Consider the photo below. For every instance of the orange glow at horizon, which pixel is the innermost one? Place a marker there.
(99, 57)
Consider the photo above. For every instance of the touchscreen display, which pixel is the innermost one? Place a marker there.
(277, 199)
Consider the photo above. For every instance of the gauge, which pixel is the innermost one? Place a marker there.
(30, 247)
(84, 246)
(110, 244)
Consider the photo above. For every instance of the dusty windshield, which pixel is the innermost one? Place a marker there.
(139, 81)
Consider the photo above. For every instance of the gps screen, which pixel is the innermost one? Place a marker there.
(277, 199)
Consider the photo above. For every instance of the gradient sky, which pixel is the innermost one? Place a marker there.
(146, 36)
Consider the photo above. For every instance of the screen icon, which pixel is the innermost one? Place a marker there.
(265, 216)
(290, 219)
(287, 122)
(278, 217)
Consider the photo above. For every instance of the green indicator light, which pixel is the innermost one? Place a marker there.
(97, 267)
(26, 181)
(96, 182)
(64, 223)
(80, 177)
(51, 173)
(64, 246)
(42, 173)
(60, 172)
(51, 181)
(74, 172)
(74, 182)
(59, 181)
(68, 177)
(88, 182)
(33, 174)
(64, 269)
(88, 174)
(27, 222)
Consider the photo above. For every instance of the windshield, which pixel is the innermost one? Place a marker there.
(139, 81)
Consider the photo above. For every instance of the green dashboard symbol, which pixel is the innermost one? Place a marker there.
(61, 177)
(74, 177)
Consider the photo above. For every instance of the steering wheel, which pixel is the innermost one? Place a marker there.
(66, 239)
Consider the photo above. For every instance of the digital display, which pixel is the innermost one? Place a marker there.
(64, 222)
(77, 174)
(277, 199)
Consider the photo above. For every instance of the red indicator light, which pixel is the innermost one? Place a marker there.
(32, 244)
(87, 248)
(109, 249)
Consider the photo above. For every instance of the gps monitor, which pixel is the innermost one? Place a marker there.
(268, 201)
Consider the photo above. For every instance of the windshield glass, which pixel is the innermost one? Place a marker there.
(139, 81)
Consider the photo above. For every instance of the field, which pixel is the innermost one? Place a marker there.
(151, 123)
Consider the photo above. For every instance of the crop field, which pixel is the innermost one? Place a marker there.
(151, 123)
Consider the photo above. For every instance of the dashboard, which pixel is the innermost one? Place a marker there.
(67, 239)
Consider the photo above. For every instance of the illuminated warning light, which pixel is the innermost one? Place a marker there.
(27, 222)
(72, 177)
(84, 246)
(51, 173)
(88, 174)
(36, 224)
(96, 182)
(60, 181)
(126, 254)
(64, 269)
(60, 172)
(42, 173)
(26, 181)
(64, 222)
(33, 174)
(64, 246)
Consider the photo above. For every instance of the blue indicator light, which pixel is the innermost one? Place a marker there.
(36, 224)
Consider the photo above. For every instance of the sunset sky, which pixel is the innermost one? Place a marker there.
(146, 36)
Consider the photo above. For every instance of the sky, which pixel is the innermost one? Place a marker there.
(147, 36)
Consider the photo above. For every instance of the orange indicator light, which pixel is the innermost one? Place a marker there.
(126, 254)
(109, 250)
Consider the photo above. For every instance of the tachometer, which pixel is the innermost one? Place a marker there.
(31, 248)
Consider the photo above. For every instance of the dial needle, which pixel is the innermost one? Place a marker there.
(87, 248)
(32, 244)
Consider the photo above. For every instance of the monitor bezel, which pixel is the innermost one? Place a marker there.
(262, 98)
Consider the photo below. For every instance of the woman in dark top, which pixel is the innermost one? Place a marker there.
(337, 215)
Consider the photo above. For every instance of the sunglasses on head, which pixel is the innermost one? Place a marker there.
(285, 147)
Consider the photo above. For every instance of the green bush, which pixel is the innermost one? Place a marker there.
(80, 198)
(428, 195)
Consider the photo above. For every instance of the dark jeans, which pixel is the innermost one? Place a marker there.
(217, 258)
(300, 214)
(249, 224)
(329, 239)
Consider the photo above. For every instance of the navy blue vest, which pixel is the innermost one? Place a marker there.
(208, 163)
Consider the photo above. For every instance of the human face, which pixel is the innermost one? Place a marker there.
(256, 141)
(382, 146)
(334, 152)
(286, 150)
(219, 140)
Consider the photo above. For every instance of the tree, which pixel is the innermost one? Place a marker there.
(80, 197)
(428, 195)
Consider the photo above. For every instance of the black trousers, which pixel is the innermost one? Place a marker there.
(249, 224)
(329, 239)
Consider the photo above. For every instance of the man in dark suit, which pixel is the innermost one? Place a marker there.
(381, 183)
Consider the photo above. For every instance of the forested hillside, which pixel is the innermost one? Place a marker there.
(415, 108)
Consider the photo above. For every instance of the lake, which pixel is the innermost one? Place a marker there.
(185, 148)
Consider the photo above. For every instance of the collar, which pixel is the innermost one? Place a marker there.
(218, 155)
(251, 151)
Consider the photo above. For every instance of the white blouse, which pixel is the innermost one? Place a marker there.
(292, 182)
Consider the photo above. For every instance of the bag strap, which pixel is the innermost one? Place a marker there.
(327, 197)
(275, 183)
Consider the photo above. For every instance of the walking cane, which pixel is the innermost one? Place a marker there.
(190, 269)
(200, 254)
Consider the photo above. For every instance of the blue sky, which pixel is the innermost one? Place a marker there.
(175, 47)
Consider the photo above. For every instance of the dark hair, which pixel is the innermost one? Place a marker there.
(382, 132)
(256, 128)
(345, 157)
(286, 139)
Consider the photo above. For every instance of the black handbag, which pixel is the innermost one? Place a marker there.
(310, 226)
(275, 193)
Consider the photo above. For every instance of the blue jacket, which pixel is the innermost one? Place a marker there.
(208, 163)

--------

DIRECTIONS FOR THIS TASK: Copy out every one of these records again, substituting "most central" for "innermost" wherever it occurs and leaving all other text as it is.

OUTPUT:
Consider the photo below. For every instance of the orange glow at horizon, which pixel is the most central one? Place a marker there.
(99, 57)
Consider the photo above. For every instance of the touchscreen display, which pixel is the most central one? Place a marker there.
(277, 199)
Consider the photo above. For every instance of the gauge, which pixel is the most central one? Place a marker there.
(30, 247)
(84, 246)
(110, 244)
Consider the photo above. For every instance of the dusty windshield, which pixel is the most central one? Place a marker there.
(139, 81)
Consider the photo above. For every instance of the gps screen, which pixel is the most central one? Place a marker there.
(277, 199)
Consider the photo above. For every instance of the gradient sky, which pixel is the most central one? Place a marker there.
(146, 36)
Consider the photo above. For every instance of the screen icon, which pixel is the most central one? Place a marker there.
(265, 216)
(290, 219)
(287, 122)
(278, 217)
Consider the photo above. For every instance of the green indicator light, which pixel is the most central one? Place a marker there.
(97, 267)
(26, 181)
(96, 182)
(64, 223)
(80, 177)
(51, 173)
(64, 246)
(42, 173)
(60, 172)
(51, 181)
(74, 172)
(74, 182)
(59, 181)
(68, 177)
(88, 182)
(33, 174)
(64, 269)
(88, 174)
(27, 222)
Consider the photo above. For every instance of the windshield, which pixel is the most central one? Place a marker there.
(139, 81)
Consider the photo above. For every instance of the green dashboard symbol, which pixel is the most central one? Place a marker there.
(61, 177)
(74, 177)
Consider the photo above. For every instance of the steering wheel, which pixel is the most central one? Place a marker there.
(66, 239)
Consider the photo above. For every instance of the digital display, which pixel is the most central one? Place a marker there.
(64, 222)
(77, 174)
(277, 199)
Consider the photo above. For every instance of the red indicator light, which pixel is the most central one? Place a marker there.
(32, 244)
(87, 248)
(109, 249)
Consider the photo above. For every instance of the gps monitor, which pixel is the most central one? Place a marker there.
(268, 201)
Consider the photo above. For every instance of the windshield glass, which pixel is the most central one? Place a marker there.
(139, 81)
Consider the photo above. For every instance of the field, which pixel is the most central one? Place a marker there.
(151, 123)
Consider the photo above. For every instance of the crop field, which pixel is the most central one? Place a marker there.
(151, 123)
Consider the photo above. For every instance of the dashboard, which pixel is the most central one? Place a marker there.
(67, 239)
Consider the photo above. For every instance of the illuminated warning light, which pixel is the most central one? Place a marker there.
(27, 222)
(72, 177)
(84, 246)
(51, 173)
(88, 174)
(36, 224)
(96, 182)
(60, 181)
(126, 254)
(64, 269)
(60, 172)
(42, 173)
(26, 181)
(64, 222)
(33, 174)
(64, 246)
Consider the photo above. For every instance of the blue indicator light, which pixel is the most central one? Place a marker there.
(36, 224)
Consider the photo above. For every instance of the sunset sky, which pixel is the most central one? Place a marker there.
(146, 36)
Consider the photo above. For every instance of the sky, which pixel is the most central one? Place a marker there.
(147, 36)
Consider the photo above. For every instance of the orange indicator light, which pixel is the most central one? Place a marker there.
(126, 254)
(109, 250)
Consider the photo above. For every instance of the tachometer, which pixel is the most central one? Place a marker there.
(31, 248)
Consider the photo above. For every instance of the dial needle, which pixel is the most central one? Place a marker there.
(87, 248)
(32, 244)
Consider the photo above. For every instance of the monitor bezel, which pixel is the most central one? Place a marker there.
(262, 98)
Consider the photo below. For every instance of the woman in dark top, which pixel is the most central one? Place a marker there.
(337, 215)
Consider the photo above. For every instance of the sunglasses on head, which pixel is the most central one? Place a marker there.
(285, 147)
Consider the photo above. For every instance of the green bush, which pixel is the most central one? Place a marker there.
(80, 198)
(428, 195)
Consider the photo above. For every instance of the dark jeans, which pixel is the most central one? Place a marker there.
(217, 258)
(300, 214)
(249, 224)
(329, 239)
Consider the photo above. For every instance of the navy blue vest, which pixel is the most central one? Place a marker there.
(208, 163)
Consider the photo above. For every instance of the human face, which pixel is the most central one? Place a marker there.
(256, 141)
(382, 146)
(334, 152)
(286, 150)
(219, 140)
Consider the photo above. For every instance of the tree, which pixel is the most central one? Place a marker there.
(80, 197)
(428, 195)
Consider the photo above. For every instance of the black trousers, which pixel is the most central one? Place a marker there.
(249, 224)
(329, 239)
Consider the photo above. For every instance of the man in dark suit, which pixel is the most central one? Place a marker there.
(381, 183)
Consider the photo above. For every instance of the forested hillside, which pixel is the most central one? Place a marker there.
(415, 108)
Consider the photo above. For every instance of the lake, which pixel is the most central one? Place a marker there.
(185, 148)
Consider the photo above. For every instance of the collar, which pixel is the most central one? Place a marker there.
(218, 155)
(251, 151)
Consider the photo above. For every instance of the white blouse, which pixel is the most central one? Place a marker there.
(292, 182)
Consider the photo above. For every instance of the bag strap, which pixel is the most central one? Place a marker there.
(327, 197)
(275, 183)
Consider the photo above. For every instance of the walking cane, which pixel is the most central one? Place a marker there.
(190, 269)
(200, 254)
Consider the photo above. For every instance of the blue sky, which pixel is the most central one? Place a marker there.
(175, 47)
Consider the photo above. For every instance of the dark hair, which pixel is the most central one? Place a marker there.
(382, 132)
(256, 128)
(345, 157)
(286, 139)
Consider the photo above. For every instance of the black handbag, which pixel is the most central one? Place a marker there.
(310, 226)
(275, 193)
Consider the photo above. For every instance of the blue jacket, which pixel is the most central one? Place a marker there.
(208, 163)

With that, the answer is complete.